Teks yang Diberikan
== == ==

Opini

Ancaman Oknum Demi Penagihan Pajak, Abaikan Kondisi Masyarakat

Tindakan penagihan pajak dengan kekuatan hukum memaksa memang diperlukan untuk memberikan kepastian hukum, keadilan dan kepatuhan wajib pajak.

OLEH: BASUKI WIDODO *)

Karena itu pemaksaan melalui penyitaan dan pemblokiran rekening ditujukan kepada wajib pajak yang melawan aturan, tidak kooperatif serta melakukan pelaggaran pidana pajak.

Namun Indonesian Tax Care (INTAC) menemukan masih banyak tekanan dan ancaman demi penagihan pajak, sehingga menimbulkan ketidaknyamanan, khususnya bagi para pelaku usaha yang tergolong baik dan jujur.

Banyak perusahaan bangkrut karena tekanan dan pemblokiran rekening. Wajib pajak yang mengalami depresi berat sampai masuk rehabilitasi RS jiwa.

Beberapa kasus menyebabkan serangan jantung, stroke, perceraian RT bahkan sampai meninggal dunia.

Para oknum Account Representatif (AR) seringkali melakukan ancaman atas pajak yang belum dibayarkan atau penagihan pajak. Mulai dari ancaman pemeriksaan sampai kasus yang akan dibawa ke Kantor Wilayah Pajak.

Wajib pajak sering diminta membuat surat pernyataan hutang pajak dan ancaman pencabutan sertifikat elektroniknya. Banyak wajib pajak yang tidak mengerti dan tertekan menandatangani.

== == ==

Daftar Terlampir
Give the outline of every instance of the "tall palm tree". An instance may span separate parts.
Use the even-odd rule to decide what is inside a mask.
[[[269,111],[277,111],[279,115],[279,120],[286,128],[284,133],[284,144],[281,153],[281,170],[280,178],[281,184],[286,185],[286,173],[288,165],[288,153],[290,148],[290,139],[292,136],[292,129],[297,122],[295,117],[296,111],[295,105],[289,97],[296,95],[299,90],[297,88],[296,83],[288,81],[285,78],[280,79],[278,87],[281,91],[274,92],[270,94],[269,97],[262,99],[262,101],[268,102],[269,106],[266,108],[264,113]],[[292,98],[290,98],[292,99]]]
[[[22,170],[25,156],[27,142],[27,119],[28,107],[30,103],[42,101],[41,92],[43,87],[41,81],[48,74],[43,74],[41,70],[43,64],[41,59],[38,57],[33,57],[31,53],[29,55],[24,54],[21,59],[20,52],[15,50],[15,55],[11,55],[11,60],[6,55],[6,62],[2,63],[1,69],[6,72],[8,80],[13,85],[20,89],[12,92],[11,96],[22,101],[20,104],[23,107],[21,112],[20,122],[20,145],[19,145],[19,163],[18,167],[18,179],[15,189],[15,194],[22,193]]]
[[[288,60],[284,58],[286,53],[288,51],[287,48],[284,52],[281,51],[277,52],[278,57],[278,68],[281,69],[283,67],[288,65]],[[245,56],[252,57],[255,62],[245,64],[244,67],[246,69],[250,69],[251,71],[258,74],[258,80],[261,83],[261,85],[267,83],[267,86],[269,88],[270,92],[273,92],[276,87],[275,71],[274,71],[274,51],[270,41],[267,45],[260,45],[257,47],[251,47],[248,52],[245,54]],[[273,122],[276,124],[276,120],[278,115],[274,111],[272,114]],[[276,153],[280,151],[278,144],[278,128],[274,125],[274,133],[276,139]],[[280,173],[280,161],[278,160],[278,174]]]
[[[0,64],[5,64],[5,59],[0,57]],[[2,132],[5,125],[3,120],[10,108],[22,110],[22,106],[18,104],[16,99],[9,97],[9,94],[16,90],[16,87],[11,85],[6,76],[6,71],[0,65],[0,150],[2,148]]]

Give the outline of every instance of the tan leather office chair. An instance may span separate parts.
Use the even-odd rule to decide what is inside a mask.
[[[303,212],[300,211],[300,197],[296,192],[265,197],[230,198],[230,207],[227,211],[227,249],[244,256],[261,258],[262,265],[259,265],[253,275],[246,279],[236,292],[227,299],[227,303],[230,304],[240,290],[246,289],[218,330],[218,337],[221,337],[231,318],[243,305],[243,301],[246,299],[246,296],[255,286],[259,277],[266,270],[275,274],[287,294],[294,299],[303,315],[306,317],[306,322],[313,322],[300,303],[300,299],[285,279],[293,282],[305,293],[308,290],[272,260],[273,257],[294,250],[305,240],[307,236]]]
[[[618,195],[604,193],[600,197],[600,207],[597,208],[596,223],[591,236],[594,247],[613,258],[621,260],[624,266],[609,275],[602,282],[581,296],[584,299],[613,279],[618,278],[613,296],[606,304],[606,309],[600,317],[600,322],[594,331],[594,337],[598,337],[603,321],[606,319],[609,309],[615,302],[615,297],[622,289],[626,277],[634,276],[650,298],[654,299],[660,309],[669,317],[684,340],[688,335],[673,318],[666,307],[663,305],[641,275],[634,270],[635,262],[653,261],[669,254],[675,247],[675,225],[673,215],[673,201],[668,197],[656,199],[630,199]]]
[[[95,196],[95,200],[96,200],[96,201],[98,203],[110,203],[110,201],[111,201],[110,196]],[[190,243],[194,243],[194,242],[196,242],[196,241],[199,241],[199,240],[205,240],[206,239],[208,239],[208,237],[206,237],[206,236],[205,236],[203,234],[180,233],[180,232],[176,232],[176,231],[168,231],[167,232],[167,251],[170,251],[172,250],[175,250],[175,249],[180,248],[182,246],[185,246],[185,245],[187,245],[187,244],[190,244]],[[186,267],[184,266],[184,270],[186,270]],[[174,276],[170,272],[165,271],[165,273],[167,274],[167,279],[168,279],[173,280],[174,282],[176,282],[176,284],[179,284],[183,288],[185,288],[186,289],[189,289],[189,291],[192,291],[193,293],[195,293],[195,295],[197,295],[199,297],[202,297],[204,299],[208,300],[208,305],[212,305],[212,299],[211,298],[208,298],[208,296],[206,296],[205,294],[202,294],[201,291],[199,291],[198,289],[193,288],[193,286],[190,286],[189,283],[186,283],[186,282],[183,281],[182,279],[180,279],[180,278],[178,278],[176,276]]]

== == ==

Pekerjaan yang Diminta
1. Kembalikan bagian teks tentang penagihan pajak antara "OLEH: BASUKI WIDODO" dan "pelaggaran pidana pajak.", termasuk kedua bagian itu sendiri.
2. Kumpulkan setiap baris dalam daftar yang memuat kata "instance".
Teks tentang penagihan pajak dan daftar di atas tidak saling berkaitan.

Jawaban Berurutan
1.
OLEH: BASUKI WIDODO *)

Karena itu pemaksaan melalui penyitaan dan pemblokiran rekening ditujukan kepada wajib pajak yang melawan aturan, tidak kooperatif serta melakukan pelaggaran pidana pajak.

2.
Give the outline of every instance of the "tall palm tree". An instance may span separate parts.
Give the outline of every instance of the tan leather office chair. An instance may span separate parts.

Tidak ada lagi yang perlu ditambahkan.